* **OEFENTEKST**
——————————

ECLI:NL:RBZWB:2022:1095

Rechtbank Zeeland-West-Brabant

Datum uitspraak
25 februari 2022
Publicatiedatum
3 maart 2022
Zaaknummer
AWB- 21_5954
Instantie
Rechtbank Zeeland-West-Brabant
Type
Uitspraak
Rechtsgebied
Bestuursrecht
Procedures
  • Eerste aanleg - enkelvoudig
Rechters
Vindplaatsen
  • Rechtspraak.nl
AI samenvatting door LexboostAutomatisch gegenereerd

Beroep tegen niet tijdig beslissen op bezwaar inzake aanvraag elektrische aandrijving rolstoel

In deze uitspraak van de Rechtbank Zeeland-West-Brabant, gedateerd 25 februari 2022, wordt het beroep van eiseres behandeld tegen het college van burgemeester en wethouders van de gemeente Breda. Eiseres heeft bezwaar aangetekend tegen de afwijzing van haar aanvraag voor een elektrische aandrijving op haar handbewogen rolstoel, welke aanvraag op 11 februari 2021 werd afgewezen. Eiseres stelt dat verweerder niet tijdig heeft beslist op haar bezwaar, dat zij op 23 februari 2021 heeft ingediend. De rechtbank oordeelt dat verweerder de beslistermijn heeft overschreden, aangezien de termijn van twaalf weken, die geldt in dit geval, op 17 juni 2021 verstreken is. Eiseres heeft verweerder op 9 november 2021 in gebreke gesteld, maar tot op heden heeft verweerder geen besluit genomen.

——————————

* **GETOONDE REGELS**
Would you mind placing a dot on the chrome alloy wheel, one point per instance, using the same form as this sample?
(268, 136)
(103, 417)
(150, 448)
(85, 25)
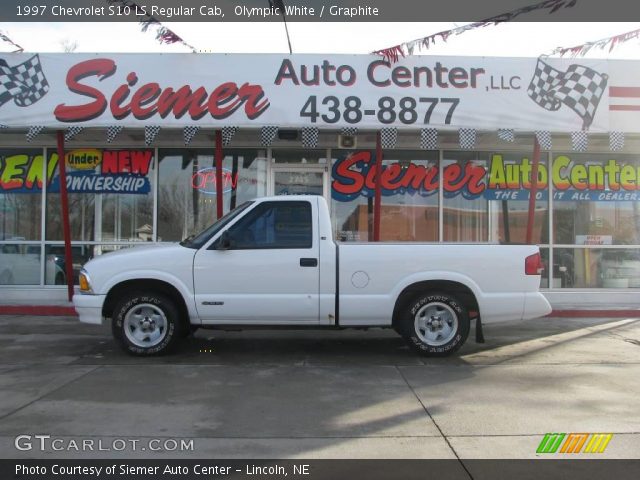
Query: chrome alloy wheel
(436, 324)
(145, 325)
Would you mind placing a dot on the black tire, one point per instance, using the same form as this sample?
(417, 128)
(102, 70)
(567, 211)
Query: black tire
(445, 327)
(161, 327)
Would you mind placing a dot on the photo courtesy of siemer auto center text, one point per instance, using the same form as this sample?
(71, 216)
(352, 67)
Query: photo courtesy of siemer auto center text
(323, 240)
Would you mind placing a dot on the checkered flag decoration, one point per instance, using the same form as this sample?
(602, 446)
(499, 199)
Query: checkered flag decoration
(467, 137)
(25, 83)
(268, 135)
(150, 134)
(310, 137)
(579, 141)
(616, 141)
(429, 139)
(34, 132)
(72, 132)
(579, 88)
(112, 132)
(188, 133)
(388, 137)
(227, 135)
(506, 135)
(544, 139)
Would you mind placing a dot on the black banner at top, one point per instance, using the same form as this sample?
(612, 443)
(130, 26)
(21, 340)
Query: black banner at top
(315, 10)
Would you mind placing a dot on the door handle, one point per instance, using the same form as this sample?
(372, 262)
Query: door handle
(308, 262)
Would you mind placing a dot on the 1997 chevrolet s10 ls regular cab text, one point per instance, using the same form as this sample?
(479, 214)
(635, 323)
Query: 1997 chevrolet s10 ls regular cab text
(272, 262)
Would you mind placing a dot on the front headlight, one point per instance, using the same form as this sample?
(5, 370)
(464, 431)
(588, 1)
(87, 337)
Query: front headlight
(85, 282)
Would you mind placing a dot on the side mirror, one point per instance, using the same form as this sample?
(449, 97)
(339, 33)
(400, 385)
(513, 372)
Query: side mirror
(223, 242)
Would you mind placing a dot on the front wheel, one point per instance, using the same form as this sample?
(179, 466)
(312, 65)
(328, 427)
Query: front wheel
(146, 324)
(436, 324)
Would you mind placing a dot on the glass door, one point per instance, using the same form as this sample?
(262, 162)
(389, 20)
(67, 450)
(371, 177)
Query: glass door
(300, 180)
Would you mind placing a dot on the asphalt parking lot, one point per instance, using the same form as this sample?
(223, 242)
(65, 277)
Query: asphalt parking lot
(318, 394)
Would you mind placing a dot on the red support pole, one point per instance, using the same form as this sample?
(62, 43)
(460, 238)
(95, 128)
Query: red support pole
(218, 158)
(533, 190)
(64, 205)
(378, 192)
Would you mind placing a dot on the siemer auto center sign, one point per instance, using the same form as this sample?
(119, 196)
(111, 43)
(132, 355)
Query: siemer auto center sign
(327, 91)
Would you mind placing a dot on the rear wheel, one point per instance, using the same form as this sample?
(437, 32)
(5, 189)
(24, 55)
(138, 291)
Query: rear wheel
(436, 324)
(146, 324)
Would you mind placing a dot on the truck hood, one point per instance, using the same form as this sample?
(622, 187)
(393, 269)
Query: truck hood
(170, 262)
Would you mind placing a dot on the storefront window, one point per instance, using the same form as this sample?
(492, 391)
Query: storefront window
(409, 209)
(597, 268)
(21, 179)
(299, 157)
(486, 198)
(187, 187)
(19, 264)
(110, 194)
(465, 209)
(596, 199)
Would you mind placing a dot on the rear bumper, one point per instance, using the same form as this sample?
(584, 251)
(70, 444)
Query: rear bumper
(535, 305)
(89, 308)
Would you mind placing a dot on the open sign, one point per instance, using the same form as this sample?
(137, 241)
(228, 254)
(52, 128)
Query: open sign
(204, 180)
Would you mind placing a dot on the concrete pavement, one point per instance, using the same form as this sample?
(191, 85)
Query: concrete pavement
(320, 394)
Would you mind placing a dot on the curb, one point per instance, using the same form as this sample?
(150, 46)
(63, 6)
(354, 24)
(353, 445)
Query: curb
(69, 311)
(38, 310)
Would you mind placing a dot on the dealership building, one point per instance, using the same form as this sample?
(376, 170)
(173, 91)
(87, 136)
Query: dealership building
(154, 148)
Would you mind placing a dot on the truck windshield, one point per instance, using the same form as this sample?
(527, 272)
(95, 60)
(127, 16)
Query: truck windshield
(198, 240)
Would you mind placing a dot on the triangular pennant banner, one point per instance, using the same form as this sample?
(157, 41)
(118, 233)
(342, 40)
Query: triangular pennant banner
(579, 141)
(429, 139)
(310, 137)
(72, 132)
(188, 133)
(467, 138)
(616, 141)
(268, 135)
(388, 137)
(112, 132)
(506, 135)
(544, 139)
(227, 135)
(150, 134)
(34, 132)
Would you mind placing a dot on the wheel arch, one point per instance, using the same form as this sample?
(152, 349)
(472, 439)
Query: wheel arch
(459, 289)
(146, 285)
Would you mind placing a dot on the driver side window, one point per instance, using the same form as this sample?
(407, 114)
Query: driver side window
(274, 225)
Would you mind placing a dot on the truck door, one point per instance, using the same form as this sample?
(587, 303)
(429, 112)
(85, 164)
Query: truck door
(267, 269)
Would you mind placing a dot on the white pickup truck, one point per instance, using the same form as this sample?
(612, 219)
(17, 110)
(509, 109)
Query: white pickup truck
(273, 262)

——————————

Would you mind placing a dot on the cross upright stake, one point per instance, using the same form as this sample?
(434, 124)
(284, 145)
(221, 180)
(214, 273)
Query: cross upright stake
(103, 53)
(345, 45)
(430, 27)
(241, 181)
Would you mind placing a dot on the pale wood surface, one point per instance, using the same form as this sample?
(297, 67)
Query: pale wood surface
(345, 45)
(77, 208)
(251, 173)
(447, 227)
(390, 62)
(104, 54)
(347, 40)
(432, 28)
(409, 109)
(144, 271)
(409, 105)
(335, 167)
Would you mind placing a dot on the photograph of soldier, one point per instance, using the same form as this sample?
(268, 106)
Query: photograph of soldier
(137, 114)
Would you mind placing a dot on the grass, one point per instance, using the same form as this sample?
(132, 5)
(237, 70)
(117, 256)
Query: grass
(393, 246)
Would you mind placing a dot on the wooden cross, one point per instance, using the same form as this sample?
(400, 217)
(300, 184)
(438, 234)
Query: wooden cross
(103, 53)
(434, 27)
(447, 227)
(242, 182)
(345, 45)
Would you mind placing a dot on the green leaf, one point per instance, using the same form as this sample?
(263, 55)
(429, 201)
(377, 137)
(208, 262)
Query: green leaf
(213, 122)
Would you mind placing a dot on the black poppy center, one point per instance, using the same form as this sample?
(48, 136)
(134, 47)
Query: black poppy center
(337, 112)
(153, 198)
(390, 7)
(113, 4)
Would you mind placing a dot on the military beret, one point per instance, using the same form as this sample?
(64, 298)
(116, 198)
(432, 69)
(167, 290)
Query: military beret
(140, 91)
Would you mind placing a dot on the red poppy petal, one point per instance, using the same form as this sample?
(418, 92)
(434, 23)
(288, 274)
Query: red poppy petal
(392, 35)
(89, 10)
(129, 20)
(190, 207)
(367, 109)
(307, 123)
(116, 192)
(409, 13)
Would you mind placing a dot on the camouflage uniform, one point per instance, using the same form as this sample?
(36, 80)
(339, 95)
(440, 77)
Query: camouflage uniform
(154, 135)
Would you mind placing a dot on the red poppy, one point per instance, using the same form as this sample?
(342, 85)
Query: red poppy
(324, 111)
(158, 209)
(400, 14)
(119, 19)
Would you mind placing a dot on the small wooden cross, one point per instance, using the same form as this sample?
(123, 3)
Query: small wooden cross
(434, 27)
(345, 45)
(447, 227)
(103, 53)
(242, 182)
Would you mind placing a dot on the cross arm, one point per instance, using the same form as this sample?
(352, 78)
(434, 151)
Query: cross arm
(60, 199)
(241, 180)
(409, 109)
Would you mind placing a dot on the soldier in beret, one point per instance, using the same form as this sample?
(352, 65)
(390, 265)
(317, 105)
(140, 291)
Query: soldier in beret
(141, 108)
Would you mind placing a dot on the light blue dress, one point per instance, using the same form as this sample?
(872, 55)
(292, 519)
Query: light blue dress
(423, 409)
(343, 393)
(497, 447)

——————————

* **OPDRACHT A**
Neem uit de oefentekst woordelijk het stuk over dat begint bij de woorden "In deze uitspraak" en ophoudt na "geen besluit genomen.".
* **OPDRACHT B**
Stemmen de volgende beweringen overeen met de oefentekst? Antwoord per bewering met ja of nee en citeer de doorslaggevende woorden letterlijk. (i) De aanvraag voor een elektrische aandrijving werd op 11 februari 2021 afgewezen. (ii) Eiseres diende haar bezwaar in op 9 november 2021. (iii) Verweerder heeft inmiddels een besluit op het bezwaar genomen.

* **ANTWOORD A**
In deze uitspraak van de Rechtbank Zeeland-West-Brabant, gedateerd 25 februari 2022, wordt het beroep van eiseres behandeld tegen het college van burgemeester en wethouders van de gemeente Breda. Eiseres heeft bezwaar aangetekend tegen de afwijzing van haar aanvraag voor een elektrische aandrijving op haar handbewogen rolstoel, welke aanvraag op 11 februari 2021 werd afgewezen. Eiseres stelt dat verweerder niet tijdig heeft beslist op haar bezwaar, dat zij op 23 februari 2021 heeft ingediend. De rechtbank oordeelt dat verweerder de beslistermijn heeft overschreden, aangezien de termijn van twaalf weken, die geldt in dit geval, op 17 juni 2021 verstreken is. Eiseres heeft verweerder op 9 november 2021 in gebreke gesteld, maar tot op heden heeft verweerder geen besluit genomen.

* **ANTWOORD B**
(i) Ja: "welke aanvraag op 11 februari 2021 werd afgewezen"
(ii) Nee: "dat zij op 23 februari 2021 heeft ingediend"
(iii) Nee: "maar tot op heden heeft verweerder geen besluit genomen"